[Location annotation dataset excerpts]
+-------+

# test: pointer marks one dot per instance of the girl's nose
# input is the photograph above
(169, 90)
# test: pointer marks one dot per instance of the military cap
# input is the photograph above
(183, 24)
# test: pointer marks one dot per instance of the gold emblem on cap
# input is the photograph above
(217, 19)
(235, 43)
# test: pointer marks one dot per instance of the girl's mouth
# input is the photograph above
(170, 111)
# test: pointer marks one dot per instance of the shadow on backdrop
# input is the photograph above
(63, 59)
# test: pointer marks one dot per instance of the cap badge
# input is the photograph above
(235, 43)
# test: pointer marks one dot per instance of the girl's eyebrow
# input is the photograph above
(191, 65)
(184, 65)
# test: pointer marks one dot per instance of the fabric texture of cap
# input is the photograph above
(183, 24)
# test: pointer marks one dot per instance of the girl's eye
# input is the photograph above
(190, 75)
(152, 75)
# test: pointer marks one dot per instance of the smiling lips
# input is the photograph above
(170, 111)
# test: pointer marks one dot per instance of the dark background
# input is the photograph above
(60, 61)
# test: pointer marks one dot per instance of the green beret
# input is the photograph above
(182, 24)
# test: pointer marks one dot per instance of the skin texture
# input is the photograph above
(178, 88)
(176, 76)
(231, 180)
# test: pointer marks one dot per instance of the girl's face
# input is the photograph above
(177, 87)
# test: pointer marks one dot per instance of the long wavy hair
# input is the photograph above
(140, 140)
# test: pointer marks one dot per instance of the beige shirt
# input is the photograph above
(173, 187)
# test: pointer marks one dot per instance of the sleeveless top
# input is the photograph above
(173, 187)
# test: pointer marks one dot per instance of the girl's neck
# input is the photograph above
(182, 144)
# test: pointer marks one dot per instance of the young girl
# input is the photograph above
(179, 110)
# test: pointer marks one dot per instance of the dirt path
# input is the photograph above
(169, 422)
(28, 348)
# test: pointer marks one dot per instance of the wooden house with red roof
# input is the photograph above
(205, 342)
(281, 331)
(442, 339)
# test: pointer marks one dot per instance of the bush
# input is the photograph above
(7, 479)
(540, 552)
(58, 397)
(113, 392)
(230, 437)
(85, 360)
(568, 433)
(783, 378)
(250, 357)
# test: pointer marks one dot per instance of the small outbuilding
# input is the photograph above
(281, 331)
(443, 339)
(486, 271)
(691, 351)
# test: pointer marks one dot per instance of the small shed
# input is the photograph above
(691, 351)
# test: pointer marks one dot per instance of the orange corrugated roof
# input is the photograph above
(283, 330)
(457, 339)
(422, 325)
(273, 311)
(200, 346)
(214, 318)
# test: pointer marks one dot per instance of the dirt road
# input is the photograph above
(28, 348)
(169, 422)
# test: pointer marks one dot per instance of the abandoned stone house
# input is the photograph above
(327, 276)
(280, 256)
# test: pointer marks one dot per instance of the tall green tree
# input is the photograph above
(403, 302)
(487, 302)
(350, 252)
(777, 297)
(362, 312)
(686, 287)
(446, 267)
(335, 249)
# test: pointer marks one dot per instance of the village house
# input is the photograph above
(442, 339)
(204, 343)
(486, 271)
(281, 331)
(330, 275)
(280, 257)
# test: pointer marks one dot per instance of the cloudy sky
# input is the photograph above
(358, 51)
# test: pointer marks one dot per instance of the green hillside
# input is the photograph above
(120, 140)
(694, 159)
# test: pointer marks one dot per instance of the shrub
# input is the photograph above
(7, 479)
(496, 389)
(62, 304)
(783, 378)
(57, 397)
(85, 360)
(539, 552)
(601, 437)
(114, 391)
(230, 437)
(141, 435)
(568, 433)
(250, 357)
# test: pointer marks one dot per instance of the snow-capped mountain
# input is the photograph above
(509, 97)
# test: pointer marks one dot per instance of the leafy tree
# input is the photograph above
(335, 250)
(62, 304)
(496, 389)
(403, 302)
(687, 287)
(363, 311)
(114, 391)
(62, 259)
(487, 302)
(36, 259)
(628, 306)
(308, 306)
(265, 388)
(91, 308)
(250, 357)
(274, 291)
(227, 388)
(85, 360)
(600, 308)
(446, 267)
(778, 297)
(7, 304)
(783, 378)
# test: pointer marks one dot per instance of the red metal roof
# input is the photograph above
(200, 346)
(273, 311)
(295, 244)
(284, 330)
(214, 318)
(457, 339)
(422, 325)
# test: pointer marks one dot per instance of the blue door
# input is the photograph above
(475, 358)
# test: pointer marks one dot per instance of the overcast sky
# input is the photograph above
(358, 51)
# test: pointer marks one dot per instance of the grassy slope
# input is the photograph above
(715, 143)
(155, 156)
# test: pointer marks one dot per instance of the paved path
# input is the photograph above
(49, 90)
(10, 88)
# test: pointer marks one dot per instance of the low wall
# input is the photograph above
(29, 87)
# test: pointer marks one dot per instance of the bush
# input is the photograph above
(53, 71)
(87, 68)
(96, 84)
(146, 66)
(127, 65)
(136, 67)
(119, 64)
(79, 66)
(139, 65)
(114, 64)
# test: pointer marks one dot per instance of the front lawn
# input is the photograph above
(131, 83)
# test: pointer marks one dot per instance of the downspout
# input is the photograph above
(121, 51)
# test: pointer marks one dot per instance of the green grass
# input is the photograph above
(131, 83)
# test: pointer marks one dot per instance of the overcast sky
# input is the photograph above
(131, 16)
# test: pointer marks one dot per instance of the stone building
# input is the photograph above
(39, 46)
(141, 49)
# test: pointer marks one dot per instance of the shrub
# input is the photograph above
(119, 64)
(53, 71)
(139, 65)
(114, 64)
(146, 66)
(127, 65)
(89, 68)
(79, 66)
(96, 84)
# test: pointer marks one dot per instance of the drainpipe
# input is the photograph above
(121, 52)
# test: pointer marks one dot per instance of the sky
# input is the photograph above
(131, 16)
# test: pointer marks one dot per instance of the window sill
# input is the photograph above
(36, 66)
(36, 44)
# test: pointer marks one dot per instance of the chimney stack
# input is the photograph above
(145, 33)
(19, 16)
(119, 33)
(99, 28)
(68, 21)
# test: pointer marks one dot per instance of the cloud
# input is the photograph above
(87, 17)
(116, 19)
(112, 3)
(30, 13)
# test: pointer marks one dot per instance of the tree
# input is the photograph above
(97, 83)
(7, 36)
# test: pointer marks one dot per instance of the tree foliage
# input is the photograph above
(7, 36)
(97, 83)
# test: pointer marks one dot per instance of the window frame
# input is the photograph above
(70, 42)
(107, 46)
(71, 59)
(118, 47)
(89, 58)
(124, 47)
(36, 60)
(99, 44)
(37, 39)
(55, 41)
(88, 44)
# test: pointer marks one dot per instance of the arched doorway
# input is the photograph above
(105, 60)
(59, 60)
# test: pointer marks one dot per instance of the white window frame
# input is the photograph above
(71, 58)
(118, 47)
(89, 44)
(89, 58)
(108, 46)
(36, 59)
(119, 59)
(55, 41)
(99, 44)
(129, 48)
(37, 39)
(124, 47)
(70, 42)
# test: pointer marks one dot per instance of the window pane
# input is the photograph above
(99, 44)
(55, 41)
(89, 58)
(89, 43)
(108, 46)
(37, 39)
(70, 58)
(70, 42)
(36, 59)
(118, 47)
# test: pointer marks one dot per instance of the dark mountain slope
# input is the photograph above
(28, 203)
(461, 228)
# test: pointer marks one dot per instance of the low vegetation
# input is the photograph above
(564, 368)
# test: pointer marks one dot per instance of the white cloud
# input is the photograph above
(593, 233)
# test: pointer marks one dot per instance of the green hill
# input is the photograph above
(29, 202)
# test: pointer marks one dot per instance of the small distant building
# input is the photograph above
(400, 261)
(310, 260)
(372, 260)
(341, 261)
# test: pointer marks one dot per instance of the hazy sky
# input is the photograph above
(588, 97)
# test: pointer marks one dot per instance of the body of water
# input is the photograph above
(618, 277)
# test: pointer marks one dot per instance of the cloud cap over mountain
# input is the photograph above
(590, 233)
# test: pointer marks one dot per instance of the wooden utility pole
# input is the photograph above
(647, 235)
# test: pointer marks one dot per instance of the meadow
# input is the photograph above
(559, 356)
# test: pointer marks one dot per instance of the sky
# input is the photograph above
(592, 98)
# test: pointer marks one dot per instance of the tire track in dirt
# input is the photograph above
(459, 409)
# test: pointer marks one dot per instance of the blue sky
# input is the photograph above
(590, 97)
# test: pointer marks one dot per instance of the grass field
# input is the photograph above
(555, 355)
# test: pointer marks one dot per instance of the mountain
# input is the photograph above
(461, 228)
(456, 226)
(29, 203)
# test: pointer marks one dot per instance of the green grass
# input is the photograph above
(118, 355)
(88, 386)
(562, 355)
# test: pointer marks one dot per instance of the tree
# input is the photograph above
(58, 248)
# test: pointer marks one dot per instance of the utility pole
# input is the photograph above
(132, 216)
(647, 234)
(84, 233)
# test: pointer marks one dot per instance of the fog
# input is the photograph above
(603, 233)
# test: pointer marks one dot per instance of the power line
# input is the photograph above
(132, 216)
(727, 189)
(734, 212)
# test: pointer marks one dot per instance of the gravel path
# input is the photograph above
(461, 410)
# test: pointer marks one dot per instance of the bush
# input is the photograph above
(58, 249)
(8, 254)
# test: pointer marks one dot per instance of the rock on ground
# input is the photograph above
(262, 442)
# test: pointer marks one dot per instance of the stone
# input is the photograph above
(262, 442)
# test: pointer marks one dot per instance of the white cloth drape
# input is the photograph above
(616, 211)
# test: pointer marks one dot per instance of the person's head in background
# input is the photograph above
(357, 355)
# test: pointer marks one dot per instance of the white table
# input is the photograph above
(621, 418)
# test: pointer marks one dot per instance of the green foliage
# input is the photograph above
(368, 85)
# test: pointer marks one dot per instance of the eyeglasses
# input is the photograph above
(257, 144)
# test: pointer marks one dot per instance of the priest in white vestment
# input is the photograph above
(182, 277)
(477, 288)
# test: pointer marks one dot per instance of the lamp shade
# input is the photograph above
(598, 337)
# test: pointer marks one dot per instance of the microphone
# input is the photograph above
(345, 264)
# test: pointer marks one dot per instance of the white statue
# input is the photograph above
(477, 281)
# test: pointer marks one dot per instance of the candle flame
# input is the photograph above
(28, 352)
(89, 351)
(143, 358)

+-------+

> _TASK BRIEF_: Beginning at the line that holds "white cloth drape", write out word for word each line through the end of the records.

> _REPLY_:
# test: pointer marks one dot per instance of the white cloth drape
# input is the photograph above
(616, 211)
# test: pointer marks one dot per instance of the person's head in background
# input is the photograph above
(357, 355)
# test: pointer marks one dot per instance of the white table
# input is the photograph above
(621, 418)
# test: pointer marks one dot per instance of the green foliage
# input is the photograph above
(368, 85)
# test: pointer marks one dot per instance of the eyeglasses
# input is the photograph above
(257, 144)
# test: pointer marks one dot per instance of the priest in white vestment
# input is the photograph above
(182, 277)
(477, 288)
# test: pointer marks one dot per instance of the lamp shade
# input is the photograph above
(598, 337)
# test: pointer marks one dot per instance of the microphone
# input is the photograph above
(345, 264)
# test: pointer marks one dot per instance of the white statue
# input is the photograph above
(477, 281)
# test: pointer marks one dot per instance of the candle flame
# input is the photograph above
(28, 352)
(89, 351)
(143, 358)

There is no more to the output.